- Problem requirements:
Hand back all of the records exactly as they read.

- Supplied data:
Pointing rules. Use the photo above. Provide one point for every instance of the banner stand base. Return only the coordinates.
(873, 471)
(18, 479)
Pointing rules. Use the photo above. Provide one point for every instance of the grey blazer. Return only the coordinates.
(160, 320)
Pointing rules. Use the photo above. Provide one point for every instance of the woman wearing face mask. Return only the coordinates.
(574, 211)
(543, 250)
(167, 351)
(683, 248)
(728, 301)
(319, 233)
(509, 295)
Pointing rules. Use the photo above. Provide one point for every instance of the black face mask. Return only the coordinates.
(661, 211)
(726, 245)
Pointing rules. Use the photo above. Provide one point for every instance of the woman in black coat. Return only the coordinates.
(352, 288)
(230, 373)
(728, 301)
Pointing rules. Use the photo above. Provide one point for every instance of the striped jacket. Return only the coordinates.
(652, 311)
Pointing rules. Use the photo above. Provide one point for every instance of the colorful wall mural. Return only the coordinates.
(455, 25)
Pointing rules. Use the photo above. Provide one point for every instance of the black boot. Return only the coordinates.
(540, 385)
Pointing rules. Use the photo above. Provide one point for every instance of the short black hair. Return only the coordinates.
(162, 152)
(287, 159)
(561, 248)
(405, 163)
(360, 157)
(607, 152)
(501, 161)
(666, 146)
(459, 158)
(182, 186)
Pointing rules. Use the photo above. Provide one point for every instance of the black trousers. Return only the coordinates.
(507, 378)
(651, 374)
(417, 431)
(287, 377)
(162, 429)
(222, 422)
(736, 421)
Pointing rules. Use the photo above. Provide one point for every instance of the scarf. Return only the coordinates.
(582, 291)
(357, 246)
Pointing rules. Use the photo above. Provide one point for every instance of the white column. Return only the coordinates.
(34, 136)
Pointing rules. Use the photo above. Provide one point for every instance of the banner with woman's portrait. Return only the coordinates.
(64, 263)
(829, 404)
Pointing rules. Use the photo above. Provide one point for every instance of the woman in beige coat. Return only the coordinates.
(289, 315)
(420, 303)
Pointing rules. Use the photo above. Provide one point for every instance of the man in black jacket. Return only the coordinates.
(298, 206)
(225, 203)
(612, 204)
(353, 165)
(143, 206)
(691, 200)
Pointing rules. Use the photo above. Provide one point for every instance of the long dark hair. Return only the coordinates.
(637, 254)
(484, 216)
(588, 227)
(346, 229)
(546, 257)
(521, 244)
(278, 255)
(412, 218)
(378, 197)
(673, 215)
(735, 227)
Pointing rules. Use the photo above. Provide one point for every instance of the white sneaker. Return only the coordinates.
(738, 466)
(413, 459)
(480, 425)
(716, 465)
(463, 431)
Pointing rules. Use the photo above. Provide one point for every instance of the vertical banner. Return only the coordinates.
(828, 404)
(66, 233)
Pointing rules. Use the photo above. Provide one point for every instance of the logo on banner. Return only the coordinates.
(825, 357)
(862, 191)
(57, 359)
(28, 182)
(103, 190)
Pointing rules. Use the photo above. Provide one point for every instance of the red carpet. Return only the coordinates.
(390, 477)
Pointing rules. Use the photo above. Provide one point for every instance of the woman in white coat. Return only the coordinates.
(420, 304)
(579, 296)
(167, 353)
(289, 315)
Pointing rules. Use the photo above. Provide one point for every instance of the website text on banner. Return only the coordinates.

- Result of the task:
Pointing rules. Use the photo above. Provide one point for every instance of the banner stand base. Return only the coordinates.
(873, 471)
(18, 479)
Pointing rules. Use the photo above. Provide one point for every instance of the grey blazer. Return only the coordinates.
(160, 320)
Pointing rules. Use the photo above. Provide one point for every instance of the woman wearing face mask. Return only the coordinates.
(574, 211)
(543, 250)
(167, 351)
(683, 248)
(728, 301)
(319, 233)
(509, 295)
Pointing rules. Use the photo above. Provide one point for every instance of the black face mask. Return only the coordinates.
(661, 211)
(726, 245)
Pointing rules. Use the photo above. Provide one point for every instance of the woman in black coat. Return only the coordinates.
(352, 288)
(230, 373)
(728, 301)
Pointing rules. Use the photo above. Provide one point for every instance of the striped jacket. Return only the coordinates.
(652, 311)
Pointing rules. Use the photo above. Provide one point for every instance of the colorful wall mural. Return only the coordinates.
(455, 25)
Pointing rules. Use the photo above. Provide one point for every instance of the black boot. Return only the coordinates.
(540, 385)
Pointing rules. Use the photo above. Provide one point for every instance of the short black hair. Return only the coordinates.
(162, 152)
(287, 159)
(561, 248)
(405, 163)
(360, 157)
(607, 152)
(501, 161)
(666, 146)
(459, 158)
(182, 186)
Pointing rules. Use the photo above. Provide one point for every instance of the black trousers. Return only the coordinates.
(507, 378)
(651, 374)
(417, 431)
(287, 377)
(162, 429)
(222, 422)
(736, 421)
Pointing rules. Use the photo above. Provide one point for every instance of the scarf. Return only the coordinates.
(582, 291)
(357, 246)
Pointing rules. Use the photo above. Provide one point for every instance of the white column. Return only the coordinates.
(34, 136)
Pointing rules. Use the photo above. Provide one point for every instance of the banner with woman's portrait. Return only the coordinates.
(64, 263)
(829, 404)
Pointing rules. Use the photo above. Provide one point for every instance of the woman in beige coat. Return only the coordinates.
(289, 315)
(420, 303)
Pointing rules. Use the photo above. Provide one point for every instance of the man in black jacket. Return only the coordinates.
(298, 206)
(225, 203)
(612, 204)
(353, 165)
(143, 206)
(691, 200)
Pointing rules. Use the photo above. Provide one point for every instance of the long dark hair. Return only the coordinates.
(637, 254)
(484, 216)
(588, 227)
(346, 229)
(546, 257)
(521, 244)
(278, 255)
(412, 218)
(378, 197)
(673, 215)
(735, 227)
Pointing rules. Use the photo above. Provide one point for every instance of the white sneaker. Return only the coordinates.
(738, 466)
(413, 459)
(480, 425)
(716, 465)
(463, 431)
Pointing rules. Use the photo above. Provide one point for every instance of the vertical banner. Return only the coordinates.
(828, 404)
(66, 233)
Pointing rules. Use the photo above. Provide one point for every instance of the logo on banner. Return only the coordinates.
(825, 357)
(862, 191)
(57, 359)
(28, 182)
(103, 190)
Pointing rules. Use the photo above. Provide one point for every instance of the red carpet. Return only the coordinates.
(390, 477)
Pointing rules. Use the photo above. Provide one point for every instance of the woman in white coat. Return only the coordinates.
(420, 304)
(579, 296)
(167, 353)
(289, 315)
Pointing rules. Use the photo above. Provide one point for every instance of the website text on banner. Return only the coordinates.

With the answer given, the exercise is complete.